Hunt through the entries for the word "below" and copy each line in which it appears.

+++ SUPPLIED MATERIAL

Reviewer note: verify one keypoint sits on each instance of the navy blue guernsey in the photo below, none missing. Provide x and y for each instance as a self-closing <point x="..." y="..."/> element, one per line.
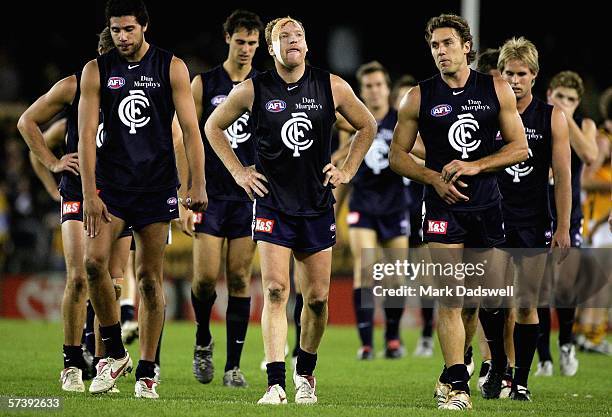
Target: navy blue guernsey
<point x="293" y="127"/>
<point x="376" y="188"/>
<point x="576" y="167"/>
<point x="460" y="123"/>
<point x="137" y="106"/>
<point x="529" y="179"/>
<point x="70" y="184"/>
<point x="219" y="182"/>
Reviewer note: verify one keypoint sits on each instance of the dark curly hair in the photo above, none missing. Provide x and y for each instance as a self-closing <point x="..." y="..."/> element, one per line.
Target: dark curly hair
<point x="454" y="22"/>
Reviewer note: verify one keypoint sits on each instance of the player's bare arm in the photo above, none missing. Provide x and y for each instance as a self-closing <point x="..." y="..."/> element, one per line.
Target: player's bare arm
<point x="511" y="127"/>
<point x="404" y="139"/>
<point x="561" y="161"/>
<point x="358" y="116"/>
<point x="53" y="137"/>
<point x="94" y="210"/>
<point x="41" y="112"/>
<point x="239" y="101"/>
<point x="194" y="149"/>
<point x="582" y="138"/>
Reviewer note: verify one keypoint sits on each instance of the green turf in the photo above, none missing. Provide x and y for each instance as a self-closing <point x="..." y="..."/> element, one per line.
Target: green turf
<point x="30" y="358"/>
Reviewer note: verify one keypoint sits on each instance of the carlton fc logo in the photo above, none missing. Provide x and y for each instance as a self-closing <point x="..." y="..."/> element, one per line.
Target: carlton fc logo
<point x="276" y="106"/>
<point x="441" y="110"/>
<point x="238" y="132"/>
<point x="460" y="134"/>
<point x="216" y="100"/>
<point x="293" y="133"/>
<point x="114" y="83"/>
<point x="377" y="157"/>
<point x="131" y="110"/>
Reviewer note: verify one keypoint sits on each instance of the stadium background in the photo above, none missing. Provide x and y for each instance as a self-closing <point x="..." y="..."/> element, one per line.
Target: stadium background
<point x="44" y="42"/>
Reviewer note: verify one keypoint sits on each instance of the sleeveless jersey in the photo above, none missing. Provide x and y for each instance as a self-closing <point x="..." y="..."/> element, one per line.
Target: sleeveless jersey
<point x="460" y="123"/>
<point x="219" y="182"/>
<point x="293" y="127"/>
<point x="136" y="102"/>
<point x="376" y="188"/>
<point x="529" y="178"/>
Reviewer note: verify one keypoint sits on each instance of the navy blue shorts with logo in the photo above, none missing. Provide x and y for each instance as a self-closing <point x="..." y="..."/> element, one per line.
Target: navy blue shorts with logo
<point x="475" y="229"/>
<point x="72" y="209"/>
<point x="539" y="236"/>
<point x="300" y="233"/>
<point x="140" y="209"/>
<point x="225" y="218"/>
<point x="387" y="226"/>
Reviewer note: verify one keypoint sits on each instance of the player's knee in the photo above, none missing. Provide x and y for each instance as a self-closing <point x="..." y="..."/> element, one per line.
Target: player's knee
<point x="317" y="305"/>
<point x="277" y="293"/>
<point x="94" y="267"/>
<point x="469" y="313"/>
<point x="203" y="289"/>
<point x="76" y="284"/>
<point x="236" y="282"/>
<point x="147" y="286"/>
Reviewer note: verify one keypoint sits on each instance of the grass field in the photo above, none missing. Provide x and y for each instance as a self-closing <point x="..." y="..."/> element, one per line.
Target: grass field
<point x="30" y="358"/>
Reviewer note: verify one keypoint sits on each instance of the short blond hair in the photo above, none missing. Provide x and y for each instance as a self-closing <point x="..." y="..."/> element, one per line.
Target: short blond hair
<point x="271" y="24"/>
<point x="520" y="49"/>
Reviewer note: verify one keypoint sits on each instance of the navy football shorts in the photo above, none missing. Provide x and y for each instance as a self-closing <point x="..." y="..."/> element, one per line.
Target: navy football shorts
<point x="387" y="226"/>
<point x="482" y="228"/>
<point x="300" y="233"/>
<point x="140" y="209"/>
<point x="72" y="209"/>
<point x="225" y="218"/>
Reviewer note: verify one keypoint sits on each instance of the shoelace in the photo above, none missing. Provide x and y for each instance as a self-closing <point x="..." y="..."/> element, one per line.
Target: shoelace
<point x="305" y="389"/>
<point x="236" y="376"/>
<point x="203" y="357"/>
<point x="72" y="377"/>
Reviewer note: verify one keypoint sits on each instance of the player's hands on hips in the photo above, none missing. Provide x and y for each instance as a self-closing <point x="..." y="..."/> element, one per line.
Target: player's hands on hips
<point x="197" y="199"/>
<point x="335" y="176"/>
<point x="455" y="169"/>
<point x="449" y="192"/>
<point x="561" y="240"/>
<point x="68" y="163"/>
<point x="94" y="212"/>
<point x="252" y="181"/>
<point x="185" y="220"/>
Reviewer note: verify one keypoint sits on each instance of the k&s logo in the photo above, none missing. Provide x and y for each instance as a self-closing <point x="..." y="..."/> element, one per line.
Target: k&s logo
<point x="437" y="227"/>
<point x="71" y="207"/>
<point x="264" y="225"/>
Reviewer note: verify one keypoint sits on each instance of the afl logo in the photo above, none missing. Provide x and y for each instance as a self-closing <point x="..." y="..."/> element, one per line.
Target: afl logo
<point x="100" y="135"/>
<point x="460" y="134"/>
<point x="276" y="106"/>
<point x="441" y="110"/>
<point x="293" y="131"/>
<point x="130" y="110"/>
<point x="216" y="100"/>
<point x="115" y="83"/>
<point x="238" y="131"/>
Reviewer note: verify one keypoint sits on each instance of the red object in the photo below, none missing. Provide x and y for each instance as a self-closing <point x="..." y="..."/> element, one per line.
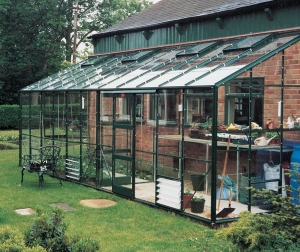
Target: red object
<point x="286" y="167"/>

++++++

→ **SOLUTION**:
Reviewer note: verify one keypoint sits on each instance of the navy blue guernsey in the photo below, none missing. Provide x and y for each instance as a self-closing <point x="..." y="..."/> element, one per line.
Reviewer note: verify one keypoint sits on each instance of the red object in the photo below, none missing. Provide x and y for each instance as a self-closing <point x="..." y="..."/> element, one per line.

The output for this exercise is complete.